Fermented feed with dried nettles, protein levels, report....

annagoodspeed

Songster
7 Years
Jan 24, 2017
128
116
176
Central Idaho 3000 ft
For years I have been feeding a basic 2-1 wheat peas mix plus minerals, to which I add a little fish meal and alfalfa, and ferment - really just adding hot water and letting it sit overnight, which gives a yeasty smelling mash. Last season I cut flowered mature nettles, laid the stalks out on a tarp to dry, stripped the stalks and bagged the leaves with seed, and used that as my green additive. No actual study, but it seemed like a nice substitution for the alfalfa, the chickens looked great, not sure about increased egg levels as I had a lot of new pullets, but plenty all winter. Soaking the dried greens with the feed works well and seems to increase palatability.
I live in snow country so no free range in winter. I would love to move away from the fish meal, but not the increased protein level.
Does anyone get away with feeding wheat / peas (around 16% protein) with a just a green added to get up to 18-20%? Also, I still add fish meal in the summer, but the birds are totally free ranging (garden is 8’ fenced, they go everywhere else) with a big yard full of alfalfa mix pasture... is the fish meal needed in the summer? Keep it for the enzymes?

________________________

◆ SET OF TASKS:
A: Please answer these questions about the fermented feed post:
(i) In what ratio are the wheat and peas mixed in the basic feed?
(ii) Why is there no free range in winter?
(iii) How tall is the garden fence?
B: Quote the fermented feed post word for word, starting at "annagoodspeed" and ending after "to increase palatability.".

Region pointing data
________________________

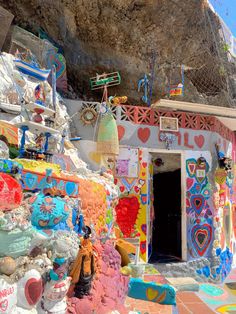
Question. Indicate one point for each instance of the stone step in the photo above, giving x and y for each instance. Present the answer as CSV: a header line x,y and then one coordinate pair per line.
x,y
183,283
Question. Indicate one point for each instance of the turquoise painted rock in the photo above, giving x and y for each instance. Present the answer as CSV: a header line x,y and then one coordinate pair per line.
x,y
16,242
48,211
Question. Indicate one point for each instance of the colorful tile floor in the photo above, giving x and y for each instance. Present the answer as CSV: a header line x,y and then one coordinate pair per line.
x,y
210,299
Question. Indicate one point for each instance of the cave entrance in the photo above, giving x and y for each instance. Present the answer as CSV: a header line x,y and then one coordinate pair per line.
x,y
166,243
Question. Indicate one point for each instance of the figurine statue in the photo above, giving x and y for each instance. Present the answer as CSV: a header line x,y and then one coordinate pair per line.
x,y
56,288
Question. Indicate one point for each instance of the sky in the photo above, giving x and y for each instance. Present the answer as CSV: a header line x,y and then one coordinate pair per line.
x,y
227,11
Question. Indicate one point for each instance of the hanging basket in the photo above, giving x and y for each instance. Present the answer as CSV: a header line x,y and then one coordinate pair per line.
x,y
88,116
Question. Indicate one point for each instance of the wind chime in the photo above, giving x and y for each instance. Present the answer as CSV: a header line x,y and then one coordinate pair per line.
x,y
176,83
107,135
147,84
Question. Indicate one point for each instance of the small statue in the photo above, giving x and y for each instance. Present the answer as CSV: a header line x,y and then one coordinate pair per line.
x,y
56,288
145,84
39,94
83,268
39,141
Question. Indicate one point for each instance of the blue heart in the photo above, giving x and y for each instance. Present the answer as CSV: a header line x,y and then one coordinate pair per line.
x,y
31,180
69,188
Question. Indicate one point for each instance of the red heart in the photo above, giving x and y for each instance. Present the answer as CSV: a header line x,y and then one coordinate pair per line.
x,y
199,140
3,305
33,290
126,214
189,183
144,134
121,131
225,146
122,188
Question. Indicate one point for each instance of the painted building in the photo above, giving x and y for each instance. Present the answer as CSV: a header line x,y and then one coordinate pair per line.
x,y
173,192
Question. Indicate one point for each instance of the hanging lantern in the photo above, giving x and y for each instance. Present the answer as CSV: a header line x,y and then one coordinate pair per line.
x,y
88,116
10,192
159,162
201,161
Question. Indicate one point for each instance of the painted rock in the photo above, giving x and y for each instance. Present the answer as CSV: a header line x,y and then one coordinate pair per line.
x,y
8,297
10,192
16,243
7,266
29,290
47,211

________________________

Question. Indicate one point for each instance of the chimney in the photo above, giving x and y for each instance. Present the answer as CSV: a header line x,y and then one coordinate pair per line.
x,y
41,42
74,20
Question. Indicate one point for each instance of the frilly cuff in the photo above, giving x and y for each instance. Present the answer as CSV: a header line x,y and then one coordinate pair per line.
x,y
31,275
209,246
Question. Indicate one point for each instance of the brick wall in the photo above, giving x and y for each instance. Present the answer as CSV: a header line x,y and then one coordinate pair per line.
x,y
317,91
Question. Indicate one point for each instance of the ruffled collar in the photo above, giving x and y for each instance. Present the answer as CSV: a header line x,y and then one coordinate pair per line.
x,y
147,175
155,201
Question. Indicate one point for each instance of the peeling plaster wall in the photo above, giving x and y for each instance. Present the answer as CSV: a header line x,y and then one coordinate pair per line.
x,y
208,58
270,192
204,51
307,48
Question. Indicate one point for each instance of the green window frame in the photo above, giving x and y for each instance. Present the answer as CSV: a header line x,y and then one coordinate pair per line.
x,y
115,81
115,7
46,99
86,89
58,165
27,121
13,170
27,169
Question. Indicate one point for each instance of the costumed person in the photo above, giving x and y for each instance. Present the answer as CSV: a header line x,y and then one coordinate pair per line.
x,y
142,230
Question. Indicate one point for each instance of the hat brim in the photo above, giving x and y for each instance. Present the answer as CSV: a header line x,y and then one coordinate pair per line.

________________________

◆ SOLUTIONS TO THE EXERCISE:
A:
(i) 2-1
(ii) The writer lives in snow country.
(iii) 8’

B:
annagoodspeed

Songster
7 Years
Jan 24, 2017
128
116
176
Central Idaho 3000 ft
For years I have been feeding a basic 2-1 wheat peas mix plus minerals, to which I add a little fish meal and alfalfa, and ferment - really just adding hot water and letting it sit overnight, which gives a yeasty smelling mash. Last season I cut flowered mature nettles, laid the stalks out on a tarp to dry, stripped the stalks and bagged the leaves with seed, and used that as my green additive. No actual study, but it seemed like a nice substitution for the alfalfa, the chickens looked great, not sure about increased egg levels as I had a lot of new pullets, but plenty all winter. Soaking the dried greens with the feed works well and seems to increase palatability.